Do this> Rewrite the part of the records that opens with the line containing "Find the crowd" and closes with the end of the records, swapping "puddle of water" for "pool of water" and leaving everything else unchanged.

##### Given records #####

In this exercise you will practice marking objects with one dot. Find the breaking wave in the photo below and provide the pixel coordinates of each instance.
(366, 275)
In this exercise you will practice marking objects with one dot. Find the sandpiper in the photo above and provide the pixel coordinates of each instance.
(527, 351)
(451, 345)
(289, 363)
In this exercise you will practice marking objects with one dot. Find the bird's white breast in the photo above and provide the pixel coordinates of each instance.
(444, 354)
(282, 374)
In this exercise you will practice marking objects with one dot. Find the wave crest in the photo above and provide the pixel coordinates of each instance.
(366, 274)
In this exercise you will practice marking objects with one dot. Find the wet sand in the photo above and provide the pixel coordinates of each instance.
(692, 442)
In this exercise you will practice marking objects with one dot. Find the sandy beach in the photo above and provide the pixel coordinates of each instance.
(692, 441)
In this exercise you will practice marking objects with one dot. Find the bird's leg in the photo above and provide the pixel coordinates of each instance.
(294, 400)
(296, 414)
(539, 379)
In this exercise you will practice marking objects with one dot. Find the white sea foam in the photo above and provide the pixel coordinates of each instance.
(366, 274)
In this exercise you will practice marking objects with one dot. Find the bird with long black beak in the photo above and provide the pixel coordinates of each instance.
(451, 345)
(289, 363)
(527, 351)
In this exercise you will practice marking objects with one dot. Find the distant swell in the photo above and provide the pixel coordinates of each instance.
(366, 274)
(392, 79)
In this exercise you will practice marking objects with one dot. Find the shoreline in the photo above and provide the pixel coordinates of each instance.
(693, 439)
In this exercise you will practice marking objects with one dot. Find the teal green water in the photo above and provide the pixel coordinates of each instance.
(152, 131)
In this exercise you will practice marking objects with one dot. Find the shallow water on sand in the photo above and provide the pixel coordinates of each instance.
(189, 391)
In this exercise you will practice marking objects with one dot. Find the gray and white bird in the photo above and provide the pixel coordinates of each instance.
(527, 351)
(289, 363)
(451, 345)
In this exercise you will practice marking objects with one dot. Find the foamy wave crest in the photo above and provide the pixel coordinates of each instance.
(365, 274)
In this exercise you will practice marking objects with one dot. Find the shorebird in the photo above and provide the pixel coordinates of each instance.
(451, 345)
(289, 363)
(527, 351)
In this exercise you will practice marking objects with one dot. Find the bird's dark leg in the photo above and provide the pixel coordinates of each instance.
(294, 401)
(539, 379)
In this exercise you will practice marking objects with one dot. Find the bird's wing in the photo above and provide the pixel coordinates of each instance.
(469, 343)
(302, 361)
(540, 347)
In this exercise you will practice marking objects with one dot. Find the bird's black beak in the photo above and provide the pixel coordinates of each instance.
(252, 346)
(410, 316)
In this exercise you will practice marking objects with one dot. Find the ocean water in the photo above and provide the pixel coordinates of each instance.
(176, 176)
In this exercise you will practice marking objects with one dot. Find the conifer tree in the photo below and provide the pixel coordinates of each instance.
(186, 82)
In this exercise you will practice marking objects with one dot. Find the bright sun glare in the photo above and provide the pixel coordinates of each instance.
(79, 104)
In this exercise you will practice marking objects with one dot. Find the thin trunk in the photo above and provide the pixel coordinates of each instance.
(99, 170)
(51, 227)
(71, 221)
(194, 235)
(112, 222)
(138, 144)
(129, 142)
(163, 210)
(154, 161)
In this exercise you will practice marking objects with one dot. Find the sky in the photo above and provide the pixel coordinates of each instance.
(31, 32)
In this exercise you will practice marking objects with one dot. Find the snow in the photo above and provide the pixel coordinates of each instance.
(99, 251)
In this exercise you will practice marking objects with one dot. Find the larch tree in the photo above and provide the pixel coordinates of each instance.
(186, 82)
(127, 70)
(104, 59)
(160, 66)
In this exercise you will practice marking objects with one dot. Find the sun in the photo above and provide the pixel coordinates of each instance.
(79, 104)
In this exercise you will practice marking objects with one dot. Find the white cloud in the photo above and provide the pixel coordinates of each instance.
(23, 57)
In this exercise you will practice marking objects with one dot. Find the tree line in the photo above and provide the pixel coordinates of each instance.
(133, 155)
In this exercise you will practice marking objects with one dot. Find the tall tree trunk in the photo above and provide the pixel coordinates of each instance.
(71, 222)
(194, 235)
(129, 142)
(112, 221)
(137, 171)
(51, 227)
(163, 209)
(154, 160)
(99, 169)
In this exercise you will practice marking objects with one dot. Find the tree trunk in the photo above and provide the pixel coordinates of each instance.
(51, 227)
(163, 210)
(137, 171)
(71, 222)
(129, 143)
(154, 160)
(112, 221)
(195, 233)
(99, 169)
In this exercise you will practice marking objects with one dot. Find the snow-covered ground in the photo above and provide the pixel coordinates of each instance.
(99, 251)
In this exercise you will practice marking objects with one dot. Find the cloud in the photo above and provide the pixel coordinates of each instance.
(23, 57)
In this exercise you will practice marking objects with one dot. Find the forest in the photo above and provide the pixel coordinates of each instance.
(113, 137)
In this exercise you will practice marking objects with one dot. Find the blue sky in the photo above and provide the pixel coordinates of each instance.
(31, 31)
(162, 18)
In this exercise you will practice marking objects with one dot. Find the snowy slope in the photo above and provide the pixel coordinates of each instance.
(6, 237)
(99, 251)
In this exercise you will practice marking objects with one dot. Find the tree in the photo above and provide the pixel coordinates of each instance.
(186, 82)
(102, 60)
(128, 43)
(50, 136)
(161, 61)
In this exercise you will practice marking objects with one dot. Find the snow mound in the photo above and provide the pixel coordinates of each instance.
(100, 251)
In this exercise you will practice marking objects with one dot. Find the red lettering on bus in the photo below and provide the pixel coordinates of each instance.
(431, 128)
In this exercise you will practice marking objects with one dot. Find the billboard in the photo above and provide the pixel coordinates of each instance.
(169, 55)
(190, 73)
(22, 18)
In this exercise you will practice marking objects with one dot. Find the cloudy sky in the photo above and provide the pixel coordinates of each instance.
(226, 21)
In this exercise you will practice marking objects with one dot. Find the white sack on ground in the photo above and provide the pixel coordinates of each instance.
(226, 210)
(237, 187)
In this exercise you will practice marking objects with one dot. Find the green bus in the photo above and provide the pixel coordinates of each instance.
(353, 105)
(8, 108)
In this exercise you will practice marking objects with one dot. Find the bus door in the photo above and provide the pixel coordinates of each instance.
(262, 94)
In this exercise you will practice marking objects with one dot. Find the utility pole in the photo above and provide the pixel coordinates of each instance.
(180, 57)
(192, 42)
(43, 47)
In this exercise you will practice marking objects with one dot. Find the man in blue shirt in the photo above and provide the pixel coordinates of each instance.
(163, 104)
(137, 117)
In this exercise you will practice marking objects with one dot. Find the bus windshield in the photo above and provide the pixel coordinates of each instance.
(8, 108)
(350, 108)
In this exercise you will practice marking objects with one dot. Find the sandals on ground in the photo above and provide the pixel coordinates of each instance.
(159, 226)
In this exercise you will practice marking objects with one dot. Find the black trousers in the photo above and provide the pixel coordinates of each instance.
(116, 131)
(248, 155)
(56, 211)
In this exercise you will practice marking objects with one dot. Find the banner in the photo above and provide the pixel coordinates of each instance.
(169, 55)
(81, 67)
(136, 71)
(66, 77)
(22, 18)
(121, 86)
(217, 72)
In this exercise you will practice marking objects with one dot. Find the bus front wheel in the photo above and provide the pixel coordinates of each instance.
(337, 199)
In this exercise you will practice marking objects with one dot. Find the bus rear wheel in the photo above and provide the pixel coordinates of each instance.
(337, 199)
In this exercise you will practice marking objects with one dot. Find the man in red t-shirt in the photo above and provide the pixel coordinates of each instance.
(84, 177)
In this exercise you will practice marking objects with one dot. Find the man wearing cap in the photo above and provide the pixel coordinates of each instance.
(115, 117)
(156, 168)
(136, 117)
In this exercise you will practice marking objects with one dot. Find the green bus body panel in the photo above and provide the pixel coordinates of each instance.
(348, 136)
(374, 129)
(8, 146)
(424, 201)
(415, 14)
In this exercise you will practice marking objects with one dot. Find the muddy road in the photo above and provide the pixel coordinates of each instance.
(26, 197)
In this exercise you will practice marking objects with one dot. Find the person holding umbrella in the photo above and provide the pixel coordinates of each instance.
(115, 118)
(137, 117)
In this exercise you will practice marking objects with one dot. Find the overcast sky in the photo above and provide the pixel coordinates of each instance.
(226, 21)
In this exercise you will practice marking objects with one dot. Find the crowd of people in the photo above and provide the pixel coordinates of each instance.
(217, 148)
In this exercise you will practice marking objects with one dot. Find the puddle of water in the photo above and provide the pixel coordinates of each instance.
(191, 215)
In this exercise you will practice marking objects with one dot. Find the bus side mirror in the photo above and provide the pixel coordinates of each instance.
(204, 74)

#####

Output for this exercise>
In this exercise you will practice marking objects with one dot. Find the crowd of people in the photo above and provide the pixel coordinates of each instance.
(217, 148)
In this exercise you will practice marking objects with one dot. Find the pool of water in the photo above and provide the pixel coordinates of each instance.
(191, 215)
In this exercise you will practice marking objects with one dot. Find the bus side mirror in the photo above and provide the pixel coordinates of each instance.
(204, 74)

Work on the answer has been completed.